Alıntılanan Metin:
Yargıtay Başkanlar Kurulu'ndan 'meşruluk' vurgusu

Yargıtay Başkanlar Kurulu, Anayasa'da çok kısa süre içerisinde gerçekleştirilmek istenen temel değişikliklerin, haklı nedenleri olsa bile genel kabul görebilecek değişiklikler biçiminde olmamasının, kısa sürede toplum vicdanında rahatsızlık yaratması ve mevcut Anayasa'da olduğu gibi, meşruluk tartışmasına sebebiyet vermesinin kaçınılmaz olduğunu bildirdi.

cumhuriyet.com.tr

Yargıtay Başkanlar Kurulu'ndan yapılan yazılı açıklamada, "Türkiye Cumhuriyeti Anayasası'nın Bazı Maddelerinde Değişiklik Yapılması'' hakkındaki teklif edilen metinin, Anayasa'nın temel ve değiştirilemez ilkelerinden birini oluşturan ''Hukuk Devleti'' ile ilgili olduğu kaydedildi.

Hukuk Devletinin temel felsefesinin ise kuvvetler/erkler ayrılığına dayandığı belirtilen açıklamada, ''Erkler ayrılığında, daha doğrusu hukuk devletinde, bağımsız yargının doğal olarak asıl yetki ve görevi yasama ve yürütmenin işlemlerini denetlemektir. Yargı, yasama organınca/erkince çıkarılan yasaların yorumunu yapar. Yargının hukuksal yorumu bağlayıcıdır. Böylece yargı, yürütme ve yasamanın işlem ve faaliyetlerinin hukuk çerçevesi içinde kalmasını sağlar. Demokratik sistemde kuvvetler/erkler ayrılığını korumak, yasaları yorumlayarak yaşama geçirmek yargının görevidir'' denildi.

Bu bağlamda, ''Yargı Bağımsızlığı''nın, demokrasinin, hukukun üstünlüğünün olmazsa olmaz koşulu olduğu kaydedilen açıklamada, adalete, yansızlığa ancak, bağımsız yargıyla ulaşılabileceği belirtildi.

Açıklamada, ''Yargı bağımsızlığını sağlayamamış bir toplum, hukuk dışı yönetime boyun eğmek zorundadır. Böyle bir yönetimin adı ise demokrasi değildir'' görüşü savunuldu.

Anayasa'nın, toplumun temel yasası ve bir toplum sözleşmesi olduğu vurgulanan açıklamada, dolayısıyla Anayasa'da gerçekleştirilecek temel değişikliklerin öncelikle tüm toplum kesimlerinin görüşlerinin yansıtılması suretiyle hazırlanmasında zorunluluk olduğu ifade edildi.

Verilen Görev 1:
Metne göre Anayasa'da yapılacak temel değişikliklerin neden tüm toplum kesimlerinin görüşleri yansıtılarak hazırlanması gerektiğini bir ila üç cümleyle açıklayın.
Verilen Görev 2:
Kayıtlarda "metal" dizesini içeren satırların her birini belirleyip kopyalayın. Büyük ve küçük harf ayrımı dikkate alınmalıdır.
Metin ile kayıtlar arasında herhangi bir bağlantı yoktur.

Alıntılanan Veriler:
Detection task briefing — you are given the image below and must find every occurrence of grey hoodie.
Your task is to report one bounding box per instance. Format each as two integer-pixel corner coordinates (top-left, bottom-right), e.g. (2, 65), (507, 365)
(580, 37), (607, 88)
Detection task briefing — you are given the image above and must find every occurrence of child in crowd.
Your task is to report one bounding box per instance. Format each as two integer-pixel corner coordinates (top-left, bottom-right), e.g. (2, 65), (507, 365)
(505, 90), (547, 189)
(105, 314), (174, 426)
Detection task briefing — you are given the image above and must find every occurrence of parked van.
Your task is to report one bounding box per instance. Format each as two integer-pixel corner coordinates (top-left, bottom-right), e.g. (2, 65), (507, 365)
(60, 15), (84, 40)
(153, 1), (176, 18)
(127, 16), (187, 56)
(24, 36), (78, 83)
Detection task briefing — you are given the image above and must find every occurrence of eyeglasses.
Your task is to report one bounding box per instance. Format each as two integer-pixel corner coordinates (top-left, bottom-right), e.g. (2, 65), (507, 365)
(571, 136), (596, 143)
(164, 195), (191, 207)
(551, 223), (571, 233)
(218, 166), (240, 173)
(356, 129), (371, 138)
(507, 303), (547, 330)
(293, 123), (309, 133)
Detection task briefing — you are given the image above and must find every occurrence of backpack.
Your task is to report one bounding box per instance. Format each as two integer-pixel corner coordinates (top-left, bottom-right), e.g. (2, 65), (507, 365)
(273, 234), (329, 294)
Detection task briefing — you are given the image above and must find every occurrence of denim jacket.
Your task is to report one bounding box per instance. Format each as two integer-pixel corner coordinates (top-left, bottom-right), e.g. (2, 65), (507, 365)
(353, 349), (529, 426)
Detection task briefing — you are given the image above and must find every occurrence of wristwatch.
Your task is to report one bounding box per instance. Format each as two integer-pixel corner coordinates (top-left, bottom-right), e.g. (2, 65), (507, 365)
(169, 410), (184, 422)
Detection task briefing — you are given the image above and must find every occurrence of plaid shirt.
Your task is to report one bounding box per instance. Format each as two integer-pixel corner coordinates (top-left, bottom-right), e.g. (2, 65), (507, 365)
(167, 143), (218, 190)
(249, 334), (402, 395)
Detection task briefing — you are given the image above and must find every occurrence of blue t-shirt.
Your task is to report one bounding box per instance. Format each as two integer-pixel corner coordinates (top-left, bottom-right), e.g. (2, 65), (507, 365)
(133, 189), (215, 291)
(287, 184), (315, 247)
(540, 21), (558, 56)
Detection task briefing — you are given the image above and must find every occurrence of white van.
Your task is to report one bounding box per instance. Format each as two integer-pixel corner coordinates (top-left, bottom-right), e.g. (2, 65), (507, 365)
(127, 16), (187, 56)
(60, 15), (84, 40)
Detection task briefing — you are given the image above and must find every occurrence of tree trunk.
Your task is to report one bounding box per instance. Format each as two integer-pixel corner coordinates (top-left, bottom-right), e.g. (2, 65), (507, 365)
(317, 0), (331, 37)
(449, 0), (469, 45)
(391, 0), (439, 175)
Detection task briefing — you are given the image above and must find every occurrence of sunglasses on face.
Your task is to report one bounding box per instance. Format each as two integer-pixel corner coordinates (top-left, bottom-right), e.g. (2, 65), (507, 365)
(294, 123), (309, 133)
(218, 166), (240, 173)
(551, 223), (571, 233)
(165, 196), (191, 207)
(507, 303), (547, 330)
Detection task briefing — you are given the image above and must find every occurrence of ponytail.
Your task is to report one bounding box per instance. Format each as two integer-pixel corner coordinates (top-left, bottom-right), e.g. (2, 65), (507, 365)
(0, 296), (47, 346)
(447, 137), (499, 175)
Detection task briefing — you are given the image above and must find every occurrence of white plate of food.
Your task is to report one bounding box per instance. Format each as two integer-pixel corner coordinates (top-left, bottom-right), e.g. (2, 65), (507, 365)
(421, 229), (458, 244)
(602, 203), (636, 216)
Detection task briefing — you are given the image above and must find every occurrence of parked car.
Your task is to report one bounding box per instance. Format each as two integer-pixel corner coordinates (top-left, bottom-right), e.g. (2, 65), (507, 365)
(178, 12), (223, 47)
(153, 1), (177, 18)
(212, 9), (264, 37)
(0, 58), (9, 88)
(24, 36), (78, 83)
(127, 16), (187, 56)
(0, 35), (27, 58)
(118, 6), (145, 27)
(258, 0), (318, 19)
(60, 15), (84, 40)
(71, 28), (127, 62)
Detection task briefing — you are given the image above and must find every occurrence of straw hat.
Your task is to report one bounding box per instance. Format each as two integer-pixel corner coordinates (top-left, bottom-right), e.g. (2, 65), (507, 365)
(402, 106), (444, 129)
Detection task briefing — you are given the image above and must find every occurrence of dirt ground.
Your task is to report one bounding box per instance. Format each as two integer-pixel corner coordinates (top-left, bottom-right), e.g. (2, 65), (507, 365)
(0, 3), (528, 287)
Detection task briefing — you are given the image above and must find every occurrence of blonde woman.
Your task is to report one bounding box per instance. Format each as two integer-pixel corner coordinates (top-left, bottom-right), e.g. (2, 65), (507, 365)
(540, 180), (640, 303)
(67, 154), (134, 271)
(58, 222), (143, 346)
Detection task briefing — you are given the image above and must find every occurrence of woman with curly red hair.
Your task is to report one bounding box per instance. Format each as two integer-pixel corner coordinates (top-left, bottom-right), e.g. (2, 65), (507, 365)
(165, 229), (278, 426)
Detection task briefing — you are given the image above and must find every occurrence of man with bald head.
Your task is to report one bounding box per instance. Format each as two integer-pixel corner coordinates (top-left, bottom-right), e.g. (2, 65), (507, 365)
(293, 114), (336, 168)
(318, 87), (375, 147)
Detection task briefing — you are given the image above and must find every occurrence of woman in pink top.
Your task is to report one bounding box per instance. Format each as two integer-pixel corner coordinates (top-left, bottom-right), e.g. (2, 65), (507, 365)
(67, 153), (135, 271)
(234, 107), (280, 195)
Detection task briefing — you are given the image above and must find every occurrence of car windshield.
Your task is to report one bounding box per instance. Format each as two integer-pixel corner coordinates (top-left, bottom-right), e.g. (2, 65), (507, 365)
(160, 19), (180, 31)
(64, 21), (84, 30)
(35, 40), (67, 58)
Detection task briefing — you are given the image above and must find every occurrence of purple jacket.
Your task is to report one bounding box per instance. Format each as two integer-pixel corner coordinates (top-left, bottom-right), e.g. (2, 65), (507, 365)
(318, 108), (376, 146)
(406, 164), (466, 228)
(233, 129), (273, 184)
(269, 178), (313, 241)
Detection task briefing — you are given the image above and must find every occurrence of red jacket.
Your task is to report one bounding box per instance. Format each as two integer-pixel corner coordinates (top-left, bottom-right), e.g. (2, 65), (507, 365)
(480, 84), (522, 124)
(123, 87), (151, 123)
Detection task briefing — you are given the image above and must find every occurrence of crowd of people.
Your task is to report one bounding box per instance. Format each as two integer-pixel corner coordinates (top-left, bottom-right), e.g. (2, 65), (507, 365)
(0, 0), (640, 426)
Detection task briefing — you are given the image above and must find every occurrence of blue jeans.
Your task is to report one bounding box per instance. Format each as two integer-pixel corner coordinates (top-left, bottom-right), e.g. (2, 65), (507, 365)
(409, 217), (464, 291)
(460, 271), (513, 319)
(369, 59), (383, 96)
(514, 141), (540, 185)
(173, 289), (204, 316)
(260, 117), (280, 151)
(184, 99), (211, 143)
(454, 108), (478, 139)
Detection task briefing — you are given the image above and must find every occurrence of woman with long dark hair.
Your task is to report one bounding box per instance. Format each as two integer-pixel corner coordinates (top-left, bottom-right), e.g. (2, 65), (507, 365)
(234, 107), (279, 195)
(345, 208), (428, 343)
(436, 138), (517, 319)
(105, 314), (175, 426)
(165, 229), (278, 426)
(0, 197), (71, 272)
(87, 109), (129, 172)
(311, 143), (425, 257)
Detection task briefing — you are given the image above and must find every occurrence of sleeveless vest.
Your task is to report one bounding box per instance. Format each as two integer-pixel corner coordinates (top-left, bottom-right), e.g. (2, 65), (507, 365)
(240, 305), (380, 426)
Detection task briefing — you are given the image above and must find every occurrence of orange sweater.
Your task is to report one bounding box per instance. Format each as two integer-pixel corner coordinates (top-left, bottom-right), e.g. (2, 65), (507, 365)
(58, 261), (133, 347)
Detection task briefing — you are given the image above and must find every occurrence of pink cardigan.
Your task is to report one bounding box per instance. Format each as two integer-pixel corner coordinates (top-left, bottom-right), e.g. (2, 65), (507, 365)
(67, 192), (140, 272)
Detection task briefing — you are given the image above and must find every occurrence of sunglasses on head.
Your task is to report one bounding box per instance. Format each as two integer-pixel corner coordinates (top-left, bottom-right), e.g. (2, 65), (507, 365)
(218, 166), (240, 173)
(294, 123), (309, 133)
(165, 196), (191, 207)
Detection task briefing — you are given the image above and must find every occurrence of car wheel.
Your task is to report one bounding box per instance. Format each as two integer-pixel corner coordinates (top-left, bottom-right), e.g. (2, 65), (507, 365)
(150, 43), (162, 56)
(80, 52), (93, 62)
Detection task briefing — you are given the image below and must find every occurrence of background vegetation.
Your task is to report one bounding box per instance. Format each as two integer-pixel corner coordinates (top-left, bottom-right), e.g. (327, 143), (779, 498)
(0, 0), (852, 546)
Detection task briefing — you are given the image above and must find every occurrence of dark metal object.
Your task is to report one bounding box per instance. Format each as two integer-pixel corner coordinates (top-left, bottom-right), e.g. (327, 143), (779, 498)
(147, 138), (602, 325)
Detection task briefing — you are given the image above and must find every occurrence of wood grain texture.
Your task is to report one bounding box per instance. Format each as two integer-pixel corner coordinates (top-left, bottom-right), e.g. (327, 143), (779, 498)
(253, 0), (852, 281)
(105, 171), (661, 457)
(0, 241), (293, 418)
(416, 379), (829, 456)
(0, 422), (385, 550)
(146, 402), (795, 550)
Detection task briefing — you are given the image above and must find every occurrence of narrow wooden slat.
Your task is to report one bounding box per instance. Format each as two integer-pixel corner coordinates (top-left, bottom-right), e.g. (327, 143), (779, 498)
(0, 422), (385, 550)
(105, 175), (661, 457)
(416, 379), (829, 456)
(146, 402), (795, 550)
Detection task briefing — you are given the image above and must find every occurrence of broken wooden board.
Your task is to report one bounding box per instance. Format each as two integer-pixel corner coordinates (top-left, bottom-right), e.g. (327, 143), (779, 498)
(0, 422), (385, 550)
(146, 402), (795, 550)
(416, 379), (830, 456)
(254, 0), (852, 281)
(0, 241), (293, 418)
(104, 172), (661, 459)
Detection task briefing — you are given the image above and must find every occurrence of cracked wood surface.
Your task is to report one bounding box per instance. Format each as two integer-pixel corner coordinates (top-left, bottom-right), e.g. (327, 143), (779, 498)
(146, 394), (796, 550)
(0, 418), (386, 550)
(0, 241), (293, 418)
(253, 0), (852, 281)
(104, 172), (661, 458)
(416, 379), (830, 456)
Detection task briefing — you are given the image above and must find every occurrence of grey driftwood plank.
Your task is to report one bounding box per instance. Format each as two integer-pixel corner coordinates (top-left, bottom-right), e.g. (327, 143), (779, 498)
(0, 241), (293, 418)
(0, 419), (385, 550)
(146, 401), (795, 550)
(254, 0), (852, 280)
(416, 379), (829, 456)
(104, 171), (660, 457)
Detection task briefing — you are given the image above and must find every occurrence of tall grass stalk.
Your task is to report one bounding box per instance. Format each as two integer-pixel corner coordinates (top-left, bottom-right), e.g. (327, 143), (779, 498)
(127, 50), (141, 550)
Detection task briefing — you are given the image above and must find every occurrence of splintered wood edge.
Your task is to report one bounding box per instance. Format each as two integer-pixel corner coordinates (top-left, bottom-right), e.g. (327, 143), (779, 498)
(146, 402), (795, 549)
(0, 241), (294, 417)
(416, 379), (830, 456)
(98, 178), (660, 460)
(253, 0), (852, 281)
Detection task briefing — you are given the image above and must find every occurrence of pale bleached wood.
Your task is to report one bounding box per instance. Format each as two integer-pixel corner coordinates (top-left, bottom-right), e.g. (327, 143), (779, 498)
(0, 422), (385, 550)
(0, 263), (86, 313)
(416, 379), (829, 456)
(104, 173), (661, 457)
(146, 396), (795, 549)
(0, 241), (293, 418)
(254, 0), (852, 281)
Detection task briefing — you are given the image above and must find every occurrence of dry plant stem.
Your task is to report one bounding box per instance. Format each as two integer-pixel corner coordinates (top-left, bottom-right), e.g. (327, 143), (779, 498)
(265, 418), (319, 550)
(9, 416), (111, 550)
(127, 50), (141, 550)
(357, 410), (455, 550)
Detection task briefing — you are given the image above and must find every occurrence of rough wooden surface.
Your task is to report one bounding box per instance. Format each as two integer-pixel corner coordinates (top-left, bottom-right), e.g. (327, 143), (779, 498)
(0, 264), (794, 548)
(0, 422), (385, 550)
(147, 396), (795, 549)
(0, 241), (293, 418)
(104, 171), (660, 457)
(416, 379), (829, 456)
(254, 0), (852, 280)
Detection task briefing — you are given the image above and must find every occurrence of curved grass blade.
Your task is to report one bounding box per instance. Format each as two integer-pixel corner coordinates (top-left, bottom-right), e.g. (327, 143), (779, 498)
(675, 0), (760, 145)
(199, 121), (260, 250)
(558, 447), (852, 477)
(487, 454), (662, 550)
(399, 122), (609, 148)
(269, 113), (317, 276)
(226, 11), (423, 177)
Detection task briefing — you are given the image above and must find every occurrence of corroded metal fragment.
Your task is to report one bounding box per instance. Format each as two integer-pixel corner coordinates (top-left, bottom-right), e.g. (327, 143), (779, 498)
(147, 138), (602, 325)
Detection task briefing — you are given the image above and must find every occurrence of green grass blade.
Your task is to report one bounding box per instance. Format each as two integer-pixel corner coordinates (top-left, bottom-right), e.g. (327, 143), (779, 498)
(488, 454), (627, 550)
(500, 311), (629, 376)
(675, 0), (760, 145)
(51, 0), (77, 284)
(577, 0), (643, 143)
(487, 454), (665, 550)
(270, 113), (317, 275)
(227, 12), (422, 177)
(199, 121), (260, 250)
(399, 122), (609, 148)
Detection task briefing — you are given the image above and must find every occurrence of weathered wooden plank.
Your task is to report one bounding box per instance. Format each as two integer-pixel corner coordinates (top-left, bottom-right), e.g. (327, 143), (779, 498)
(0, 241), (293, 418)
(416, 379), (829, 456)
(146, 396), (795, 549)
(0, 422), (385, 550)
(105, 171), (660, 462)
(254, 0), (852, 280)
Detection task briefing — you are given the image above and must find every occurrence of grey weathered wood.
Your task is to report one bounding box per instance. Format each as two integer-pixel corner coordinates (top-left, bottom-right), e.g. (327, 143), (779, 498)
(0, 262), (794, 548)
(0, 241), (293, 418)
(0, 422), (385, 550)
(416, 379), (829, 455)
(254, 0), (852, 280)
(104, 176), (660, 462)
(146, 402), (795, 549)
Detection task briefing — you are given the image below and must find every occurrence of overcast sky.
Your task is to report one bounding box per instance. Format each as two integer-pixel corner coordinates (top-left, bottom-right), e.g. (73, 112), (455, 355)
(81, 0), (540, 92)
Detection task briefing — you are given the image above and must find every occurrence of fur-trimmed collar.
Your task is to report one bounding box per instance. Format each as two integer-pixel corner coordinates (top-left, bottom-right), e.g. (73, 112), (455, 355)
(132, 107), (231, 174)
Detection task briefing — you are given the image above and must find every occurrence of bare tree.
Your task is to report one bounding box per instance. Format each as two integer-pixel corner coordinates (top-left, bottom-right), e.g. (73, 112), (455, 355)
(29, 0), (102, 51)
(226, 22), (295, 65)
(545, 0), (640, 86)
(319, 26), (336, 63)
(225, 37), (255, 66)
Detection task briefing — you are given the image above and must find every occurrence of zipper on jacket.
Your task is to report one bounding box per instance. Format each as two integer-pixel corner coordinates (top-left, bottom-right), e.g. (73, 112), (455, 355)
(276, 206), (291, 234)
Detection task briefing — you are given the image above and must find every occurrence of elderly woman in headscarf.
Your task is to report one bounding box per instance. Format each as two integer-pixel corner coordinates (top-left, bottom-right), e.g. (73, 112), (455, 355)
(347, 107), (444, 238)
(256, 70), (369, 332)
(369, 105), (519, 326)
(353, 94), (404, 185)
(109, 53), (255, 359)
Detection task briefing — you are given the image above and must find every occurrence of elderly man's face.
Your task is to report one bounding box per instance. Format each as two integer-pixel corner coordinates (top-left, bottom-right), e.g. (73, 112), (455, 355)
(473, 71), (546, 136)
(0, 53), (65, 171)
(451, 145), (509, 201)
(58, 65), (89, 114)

Eksiksiz Yanıt 1:
Metne göre Anayasa, toplumun temel yasası ve bir toplum sözleşmesidir. Bu nedenle Anayasa'da gerçekleştirilecek temel değişikliklerin, öncelikle tüm toplum kesimlerinin görüşleri yansıtılarak hazırlanması zorunludur.

Eksiksiz Yanıt 2:
Detection task briefing — you are given the image above and must find every occurrence of dark metal object.
Detection task briefing — you are given the image above and must find every occurrence of corroded metal fragment.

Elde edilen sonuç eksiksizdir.